[Excerpts of location labeling data]
------

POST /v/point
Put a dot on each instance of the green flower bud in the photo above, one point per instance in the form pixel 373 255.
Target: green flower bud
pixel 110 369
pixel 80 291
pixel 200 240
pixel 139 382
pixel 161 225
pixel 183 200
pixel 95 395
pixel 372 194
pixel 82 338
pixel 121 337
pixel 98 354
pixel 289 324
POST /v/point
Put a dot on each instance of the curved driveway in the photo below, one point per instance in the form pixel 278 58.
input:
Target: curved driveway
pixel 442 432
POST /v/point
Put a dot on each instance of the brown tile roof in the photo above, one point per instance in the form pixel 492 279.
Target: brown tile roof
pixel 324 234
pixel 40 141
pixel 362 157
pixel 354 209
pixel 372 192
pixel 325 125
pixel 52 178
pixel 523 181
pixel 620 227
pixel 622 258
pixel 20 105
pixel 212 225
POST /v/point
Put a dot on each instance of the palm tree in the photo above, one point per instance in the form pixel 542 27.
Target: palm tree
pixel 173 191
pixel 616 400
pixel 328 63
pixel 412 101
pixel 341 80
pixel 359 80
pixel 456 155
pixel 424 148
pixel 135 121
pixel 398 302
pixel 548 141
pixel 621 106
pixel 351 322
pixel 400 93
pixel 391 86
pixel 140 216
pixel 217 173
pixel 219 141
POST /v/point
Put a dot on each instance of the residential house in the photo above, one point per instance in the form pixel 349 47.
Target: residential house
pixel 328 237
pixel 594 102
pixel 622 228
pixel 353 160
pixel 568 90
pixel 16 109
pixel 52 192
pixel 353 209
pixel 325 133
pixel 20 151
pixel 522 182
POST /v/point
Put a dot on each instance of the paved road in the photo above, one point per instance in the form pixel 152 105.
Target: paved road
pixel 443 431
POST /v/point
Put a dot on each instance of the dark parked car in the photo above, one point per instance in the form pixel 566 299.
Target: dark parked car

------

Copy all of the rows above word for word, keeping every line in its original order.

POST /v/point
Put a dot on each instance of the green flower bud in the photo above, one point per instance in the form pixel 373 255.
Target: green flower bud
pixel 110 369
pixel 80 291
pixel 200 240
pixel 139 382
pixel 161 225
pixel 183 200
pixel 95 395
pixel 372 194
pixel 82 338
pixel 121 337
pixel 98 354
pixel 289 324
POST /v/point
Put a dot on each instance of the curved driveway in the photo below, one point per instance in the form pixel 278 58.
input:
Target: curved driveway
pixel 442 432
POST /v/point
Put a dot on each instance of the brown tile roof in the photo above, one point per instance in the form pixel 492 279.
Target: brown tile roof
pixel 324 234
pixel 40 141
pixel 362 157
pixel 354 209
pixel 372 192
pixel 325 125
pixel 52 178
pixel 523 181
pixel 620 227
pixel 622 258
pixel 20 105
pixel 212 225
POST /v/point
Put a dot on each instance of the palm tree in the photo above, one point per instance in the form pixel 542 27.
Target: palm tree
pixel 173 191
pixel 616 400
pixel 328 63
pixel 412 101
pixel 341 80
pixel 359 80
pixel 456 155
pixel 424 148
pixel 135 121
pixel 398 302
pixel 548 141
pixel 621 106
pixel 351 322
pixel 400 93
pixel 391 86
pixel 140 216
pixel 217 173
pixel 219 141
POST /v/point
Put a dot on each instance of the residential house in the photo above, one point per instance in the form pixel 349 47.
Target: residential house
pixel 328 237
pixel 594 102
pixel 622 228
pixel 353 160
pixel 568 90
pixel 16 109
pixel 52 192
pixel 353 209
pixel 325 133
pixel 20 151
pixel 522 182
POST /v/point
Put a dot on each instance of the paved road in the photo above, one point per instance in the form pixel 152 105.
Target: paved road
pixel 443 431
POST /v/point
Put a dot on each instance of the dark parked car in the photo above, one point per instance in the form pixel 566 299.
Target: dark parked car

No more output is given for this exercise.